■ **What you have to do**: Could you write the entries out again, exactly as they are?

****************************************

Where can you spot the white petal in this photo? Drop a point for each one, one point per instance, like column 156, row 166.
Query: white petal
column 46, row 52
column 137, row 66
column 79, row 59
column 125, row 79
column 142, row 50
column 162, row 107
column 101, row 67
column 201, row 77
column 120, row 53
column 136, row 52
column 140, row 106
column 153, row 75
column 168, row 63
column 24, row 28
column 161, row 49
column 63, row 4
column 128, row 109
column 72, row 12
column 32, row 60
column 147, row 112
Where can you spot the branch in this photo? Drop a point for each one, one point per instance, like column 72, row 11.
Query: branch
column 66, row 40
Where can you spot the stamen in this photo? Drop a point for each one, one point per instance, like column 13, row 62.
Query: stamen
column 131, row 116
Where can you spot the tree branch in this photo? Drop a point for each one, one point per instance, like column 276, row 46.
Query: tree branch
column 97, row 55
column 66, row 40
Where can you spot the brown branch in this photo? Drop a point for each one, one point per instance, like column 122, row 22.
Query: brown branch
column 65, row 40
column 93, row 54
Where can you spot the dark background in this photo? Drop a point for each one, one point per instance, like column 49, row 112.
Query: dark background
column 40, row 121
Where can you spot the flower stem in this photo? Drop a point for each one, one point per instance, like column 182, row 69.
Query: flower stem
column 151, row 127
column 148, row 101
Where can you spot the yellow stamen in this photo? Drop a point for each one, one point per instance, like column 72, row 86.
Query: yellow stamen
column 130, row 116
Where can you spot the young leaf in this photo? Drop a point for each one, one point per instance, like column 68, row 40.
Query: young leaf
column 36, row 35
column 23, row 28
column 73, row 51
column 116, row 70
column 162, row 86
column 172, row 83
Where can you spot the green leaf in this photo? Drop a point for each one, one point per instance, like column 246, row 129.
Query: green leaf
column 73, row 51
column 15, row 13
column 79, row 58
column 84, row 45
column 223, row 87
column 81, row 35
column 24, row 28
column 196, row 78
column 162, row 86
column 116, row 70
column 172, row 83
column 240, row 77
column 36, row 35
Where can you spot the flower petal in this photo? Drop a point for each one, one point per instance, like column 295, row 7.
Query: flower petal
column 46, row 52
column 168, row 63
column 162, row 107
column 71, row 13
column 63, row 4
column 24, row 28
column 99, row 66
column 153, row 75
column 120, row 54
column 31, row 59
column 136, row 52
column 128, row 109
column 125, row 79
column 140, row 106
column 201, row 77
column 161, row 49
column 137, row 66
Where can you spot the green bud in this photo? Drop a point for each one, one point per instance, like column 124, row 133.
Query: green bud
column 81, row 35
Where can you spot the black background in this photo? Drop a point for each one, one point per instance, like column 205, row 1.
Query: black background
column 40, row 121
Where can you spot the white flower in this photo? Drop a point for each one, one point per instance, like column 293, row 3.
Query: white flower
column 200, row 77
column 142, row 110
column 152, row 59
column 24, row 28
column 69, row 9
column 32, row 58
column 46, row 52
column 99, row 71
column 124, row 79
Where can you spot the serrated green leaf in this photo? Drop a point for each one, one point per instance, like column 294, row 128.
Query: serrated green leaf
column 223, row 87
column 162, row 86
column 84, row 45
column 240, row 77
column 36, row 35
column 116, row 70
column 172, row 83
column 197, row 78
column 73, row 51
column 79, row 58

****************************************

■ **Solved problem**:
Where can you spot the white petal in this photo? Drop a point for each one, one point per instance, like column 156, row 166.
Query: white petal
column 46, row 52
column 137, row 66
column 79, row 59
column 125, row 79
column 142, row 50
column 162, row 107
column 101, row 67
column 201, row 77
column 120, row 53
column 136, row 52
column 140, row 106
column 153, row 75
column 168, row 63
column 24, row 28
column 161, row 49
column 63, row 4
column 128, row 109
column 72, row 12
column 32, row 60
column 147, row 112
Where can you spot the branch in this photo? Drop a point for each one, one point per instance, like column 72, row 11.
Query: branch
column 66, row 40
Where can you spot the stamen in this photo? Drop a point for each one, one point per instance, like column 13, row 62.
Query: stamen
column 131, row 116
Where can you spot the tree branch in this photo? Drop a point for each one, one point per instance, like column 276, row 46.
Query: tree branch
column 97, row 55
column 66, row 40
Where can you spot the brown branch in this photo? Drop a point for each one, one point per instance, like column 122, row 22.
Query: brown branch
column 65, row 40
column 93, row 54
Where can you spot the dark background in this photo? Drop a point for each one, one point per instance, like column 49, row 112.
Query: dark background
column 40, row 121
Where can you spot the flower stem in this photo? Drop a point for each one, one point per instance, like column 182, row 69.
Query: flower stem
column 151, row 127
column 148, row 101
Where can you spot the yellow stamen in this photo? Drop a point for each one, one point per instance, like column 72, row 86.
Query: yellow stamen
column 130, row 116
Where can you spot the young leaf in this photo? Drop a point for each one, one point per instance, like column 68, row 40.
Query: young leaf
column 36, row 35
column 23, row 28
column 73, row 51
column 116, row 70
column 162, row 86
column 172, row 83
Where can you spot the green leaf in this photo? Drop a point for each one, one point per instance, like column 246, row 129.
Query: green leaf
column 73, row 51
column 15, row 13
column 79, row 58
column 84, row 45
column 223, row 87
column 81, row 35
column 24, row 28
column 196, row 78
column 162, row 86
column 116, row 70
column 172, row 83
column 240, row 77
column 36, row 35
Where can you spot the flower petal in this photo? Drop a point for each one, one point per instance, like column 295, row 7.
Query: flower petal
column 46, row 52
column 168, row 63
column 162, row 107
column 71, row 13
column 63, row 4
column 24, row 28
column 99, row 66
column 153, row 75
column 120, row 54
column 31, row 59
column 136, row 52
column 128, row 109
column 125, row 79
column 140, row 106
column 201, row 77
column 161, row 49
column 137, row 66
Where can you spot the green bud in this photo? Drop a point for each one, one point per instance, like column 124, row 133.
Query: green bud
column 81, row 35
Where can you spot the black background in this photo? Drop a point for each one, one point per instance, like column 205, row 1.
Query: black background
column 40, row 121
Where can you spot the white flower in this photo? Drop a point for each one, one point per instance, like column 293, row 3.
Query: white flower
column 200, row 77
column 142, row 110
column 152, row 59
column 24, row 28
column 69, row 9
column 32, row 58
column 46, row 52
column 99, row 71
column 124, row 79
Where can you spot the serrated green leaf in this photo? Drop a point for each one, one point per instance, like column 294, row 128.
Query: serrated green leaf
column 223, row 87
column 162, row 86
column 84, row 45
column 240, row 77
column 36, row 35
column 116, row 70
column 172, row 83
column 197, row 78
column 73, row 51
column 79, row 58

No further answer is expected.